╔══

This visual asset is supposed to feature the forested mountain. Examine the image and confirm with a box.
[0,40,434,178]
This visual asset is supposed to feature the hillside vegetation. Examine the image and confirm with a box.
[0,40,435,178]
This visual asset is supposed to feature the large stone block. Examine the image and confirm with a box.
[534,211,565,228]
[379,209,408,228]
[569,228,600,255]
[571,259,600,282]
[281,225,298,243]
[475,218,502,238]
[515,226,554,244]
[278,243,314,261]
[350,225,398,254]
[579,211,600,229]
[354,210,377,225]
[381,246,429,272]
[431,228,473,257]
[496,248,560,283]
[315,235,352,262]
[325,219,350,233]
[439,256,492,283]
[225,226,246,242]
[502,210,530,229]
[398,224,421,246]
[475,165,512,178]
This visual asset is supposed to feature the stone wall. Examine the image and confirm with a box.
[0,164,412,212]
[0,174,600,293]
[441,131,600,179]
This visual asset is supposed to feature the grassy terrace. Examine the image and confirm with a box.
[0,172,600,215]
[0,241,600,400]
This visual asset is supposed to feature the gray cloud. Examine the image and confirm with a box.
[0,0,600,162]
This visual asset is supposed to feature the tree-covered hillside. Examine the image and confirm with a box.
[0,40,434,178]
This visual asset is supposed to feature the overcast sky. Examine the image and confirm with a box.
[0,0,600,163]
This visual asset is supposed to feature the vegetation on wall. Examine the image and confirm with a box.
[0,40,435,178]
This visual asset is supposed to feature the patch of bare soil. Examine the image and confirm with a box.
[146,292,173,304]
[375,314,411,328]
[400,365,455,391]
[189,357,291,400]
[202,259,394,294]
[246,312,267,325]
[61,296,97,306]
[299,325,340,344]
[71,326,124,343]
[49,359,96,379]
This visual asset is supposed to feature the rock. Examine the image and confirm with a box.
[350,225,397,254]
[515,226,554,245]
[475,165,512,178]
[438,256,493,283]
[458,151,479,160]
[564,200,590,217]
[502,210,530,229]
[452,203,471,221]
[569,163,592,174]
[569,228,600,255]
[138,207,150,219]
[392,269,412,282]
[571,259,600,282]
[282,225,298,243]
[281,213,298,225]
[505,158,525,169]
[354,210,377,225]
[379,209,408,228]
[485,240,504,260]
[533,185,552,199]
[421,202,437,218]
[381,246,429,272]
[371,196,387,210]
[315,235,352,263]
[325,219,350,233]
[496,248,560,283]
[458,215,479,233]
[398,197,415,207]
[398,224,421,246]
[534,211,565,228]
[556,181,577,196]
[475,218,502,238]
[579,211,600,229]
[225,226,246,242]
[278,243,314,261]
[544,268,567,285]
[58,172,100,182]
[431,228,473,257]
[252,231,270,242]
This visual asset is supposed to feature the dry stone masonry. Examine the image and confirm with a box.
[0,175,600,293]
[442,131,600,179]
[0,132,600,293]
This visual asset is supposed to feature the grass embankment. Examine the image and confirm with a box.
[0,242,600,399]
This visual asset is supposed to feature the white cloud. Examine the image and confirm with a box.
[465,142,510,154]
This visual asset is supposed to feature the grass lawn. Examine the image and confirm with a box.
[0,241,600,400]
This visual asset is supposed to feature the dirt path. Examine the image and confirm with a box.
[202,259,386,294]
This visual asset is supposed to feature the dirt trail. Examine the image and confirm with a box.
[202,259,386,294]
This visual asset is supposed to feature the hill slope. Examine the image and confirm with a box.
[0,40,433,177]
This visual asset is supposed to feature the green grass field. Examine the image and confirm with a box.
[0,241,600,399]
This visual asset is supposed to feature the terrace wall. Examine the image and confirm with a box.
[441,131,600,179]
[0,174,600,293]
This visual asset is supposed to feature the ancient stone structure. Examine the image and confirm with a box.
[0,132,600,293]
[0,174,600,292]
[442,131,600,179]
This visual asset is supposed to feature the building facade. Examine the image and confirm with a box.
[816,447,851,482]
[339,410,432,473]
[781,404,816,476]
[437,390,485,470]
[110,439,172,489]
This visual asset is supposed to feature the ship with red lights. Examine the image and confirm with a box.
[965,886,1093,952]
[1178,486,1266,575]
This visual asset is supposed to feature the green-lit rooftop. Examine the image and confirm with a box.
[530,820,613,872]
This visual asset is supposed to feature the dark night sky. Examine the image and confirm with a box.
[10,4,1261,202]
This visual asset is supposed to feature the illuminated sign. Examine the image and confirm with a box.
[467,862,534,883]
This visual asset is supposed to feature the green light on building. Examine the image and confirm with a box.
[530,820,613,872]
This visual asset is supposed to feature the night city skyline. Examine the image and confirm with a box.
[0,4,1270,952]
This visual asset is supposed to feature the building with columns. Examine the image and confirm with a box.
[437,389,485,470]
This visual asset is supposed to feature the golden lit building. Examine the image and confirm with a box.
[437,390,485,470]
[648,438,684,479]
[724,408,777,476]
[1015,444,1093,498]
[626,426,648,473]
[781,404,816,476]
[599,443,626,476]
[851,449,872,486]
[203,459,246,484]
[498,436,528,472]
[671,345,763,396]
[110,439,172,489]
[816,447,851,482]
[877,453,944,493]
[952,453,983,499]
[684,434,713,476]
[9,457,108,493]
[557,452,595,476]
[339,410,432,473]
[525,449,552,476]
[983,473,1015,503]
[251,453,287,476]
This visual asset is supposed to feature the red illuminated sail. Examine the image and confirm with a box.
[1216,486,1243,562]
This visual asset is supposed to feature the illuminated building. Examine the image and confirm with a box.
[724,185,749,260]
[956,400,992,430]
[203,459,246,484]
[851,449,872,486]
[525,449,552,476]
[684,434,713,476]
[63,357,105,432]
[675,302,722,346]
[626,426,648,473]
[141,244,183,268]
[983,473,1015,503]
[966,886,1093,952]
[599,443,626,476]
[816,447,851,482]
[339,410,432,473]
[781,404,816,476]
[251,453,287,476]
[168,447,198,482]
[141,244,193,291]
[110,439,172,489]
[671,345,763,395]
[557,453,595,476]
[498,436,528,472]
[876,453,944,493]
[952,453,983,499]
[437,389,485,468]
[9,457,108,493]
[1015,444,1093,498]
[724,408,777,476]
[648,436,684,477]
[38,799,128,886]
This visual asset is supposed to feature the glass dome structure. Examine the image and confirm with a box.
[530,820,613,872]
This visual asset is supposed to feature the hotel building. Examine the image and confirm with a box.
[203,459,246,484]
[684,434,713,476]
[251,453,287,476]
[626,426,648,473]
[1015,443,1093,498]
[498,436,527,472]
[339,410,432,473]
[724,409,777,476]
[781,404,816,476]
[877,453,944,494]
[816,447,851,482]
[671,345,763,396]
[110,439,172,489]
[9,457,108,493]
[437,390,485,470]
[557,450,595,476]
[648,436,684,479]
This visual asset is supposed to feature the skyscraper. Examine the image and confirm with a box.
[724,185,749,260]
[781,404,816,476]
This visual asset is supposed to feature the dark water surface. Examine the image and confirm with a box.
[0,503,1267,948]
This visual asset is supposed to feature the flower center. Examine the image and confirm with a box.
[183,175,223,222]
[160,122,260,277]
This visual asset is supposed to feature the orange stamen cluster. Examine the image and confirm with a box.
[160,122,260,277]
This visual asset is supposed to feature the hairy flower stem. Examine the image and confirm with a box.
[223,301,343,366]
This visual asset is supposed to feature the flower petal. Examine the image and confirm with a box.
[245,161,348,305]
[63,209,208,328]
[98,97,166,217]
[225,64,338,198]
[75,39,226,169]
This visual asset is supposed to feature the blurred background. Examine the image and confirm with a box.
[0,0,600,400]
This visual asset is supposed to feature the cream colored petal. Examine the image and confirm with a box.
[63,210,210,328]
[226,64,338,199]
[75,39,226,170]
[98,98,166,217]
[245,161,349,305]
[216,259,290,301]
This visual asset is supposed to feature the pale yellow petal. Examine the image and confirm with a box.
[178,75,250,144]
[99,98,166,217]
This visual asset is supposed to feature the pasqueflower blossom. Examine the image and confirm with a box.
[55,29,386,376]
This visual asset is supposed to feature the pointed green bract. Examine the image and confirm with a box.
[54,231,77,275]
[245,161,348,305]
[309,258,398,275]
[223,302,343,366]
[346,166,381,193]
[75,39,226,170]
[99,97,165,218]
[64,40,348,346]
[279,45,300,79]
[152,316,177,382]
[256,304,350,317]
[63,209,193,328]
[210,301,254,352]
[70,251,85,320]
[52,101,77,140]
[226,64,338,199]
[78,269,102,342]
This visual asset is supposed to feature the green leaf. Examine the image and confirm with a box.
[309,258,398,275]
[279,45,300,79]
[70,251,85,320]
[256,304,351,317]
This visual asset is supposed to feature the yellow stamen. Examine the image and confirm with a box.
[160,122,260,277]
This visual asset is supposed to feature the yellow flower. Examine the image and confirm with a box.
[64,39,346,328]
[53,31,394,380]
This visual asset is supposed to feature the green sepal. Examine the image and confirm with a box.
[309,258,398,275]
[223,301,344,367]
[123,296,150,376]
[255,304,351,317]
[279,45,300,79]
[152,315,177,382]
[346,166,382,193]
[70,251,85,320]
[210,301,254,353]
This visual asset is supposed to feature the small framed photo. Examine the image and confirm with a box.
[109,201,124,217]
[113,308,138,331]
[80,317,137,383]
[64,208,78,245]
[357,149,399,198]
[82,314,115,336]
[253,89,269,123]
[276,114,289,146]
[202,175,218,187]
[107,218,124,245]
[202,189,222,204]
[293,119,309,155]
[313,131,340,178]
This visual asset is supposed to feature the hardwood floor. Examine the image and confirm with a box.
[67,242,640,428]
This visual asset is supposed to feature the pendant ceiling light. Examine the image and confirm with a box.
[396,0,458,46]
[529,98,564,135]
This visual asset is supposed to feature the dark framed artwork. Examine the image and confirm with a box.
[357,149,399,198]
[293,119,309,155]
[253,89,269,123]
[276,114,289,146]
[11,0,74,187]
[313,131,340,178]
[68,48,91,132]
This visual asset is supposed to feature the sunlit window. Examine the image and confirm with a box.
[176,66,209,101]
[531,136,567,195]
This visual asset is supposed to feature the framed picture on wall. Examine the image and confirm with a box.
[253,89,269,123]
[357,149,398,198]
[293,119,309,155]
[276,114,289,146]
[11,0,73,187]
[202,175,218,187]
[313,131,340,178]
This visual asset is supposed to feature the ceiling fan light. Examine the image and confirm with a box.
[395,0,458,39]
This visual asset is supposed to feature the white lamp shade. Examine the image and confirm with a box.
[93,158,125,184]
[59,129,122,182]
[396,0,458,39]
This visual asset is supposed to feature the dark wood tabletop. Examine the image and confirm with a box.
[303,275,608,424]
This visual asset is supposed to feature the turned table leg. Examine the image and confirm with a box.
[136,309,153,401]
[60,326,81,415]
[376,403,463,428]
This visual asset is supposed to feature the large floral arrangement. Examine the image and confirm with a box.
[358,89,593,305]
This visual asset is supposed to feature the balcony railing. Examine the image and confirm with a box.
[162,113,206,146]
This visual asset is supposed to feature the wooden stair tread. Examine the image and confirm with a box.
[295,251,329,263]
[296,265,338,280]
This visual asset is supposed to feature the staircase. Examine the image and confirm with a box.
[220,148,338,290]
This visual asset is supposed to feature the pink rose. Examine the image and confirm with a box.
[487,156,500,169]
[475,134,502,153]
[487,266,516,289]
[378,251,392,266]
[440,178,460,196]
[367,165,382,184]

╚══

# YOUR OBJECTIVE
Rewrite the items from the line containing "This visual asset is supposed to feature the green leaf." through the line containing "[210,301,254,353]", replacing "yellow" with "golden" and leaving everything else unchanged.

# EXERCISE RESPONSE
This visual asset is supposed to feature the green leaf. Examine the image and confirm with a box.
[309,258,398,275]
[279,45,300,79]
[70,251,85,320]
[256,304,351,317]
This visual asset is supposed to feature the golden stamen. Examine the image and confirm with a box.
[160,122,260,277]
This visual asset is supposed to feature the golden flower. Examine the image and confirm with a box.
[64,39,346,328]
[53,31,394,380]
This visual asset is supposed to feature the green sepal. Examine the image and confirm with a box.
[309,258,398,275]
[223,301,344,367]
[123,296,150,376]
[255,304,351,317]
[279,45,300,79]
[152,315,177,382]
[346,166,382,193]
[70,251,85,320]
[210,301,254,353]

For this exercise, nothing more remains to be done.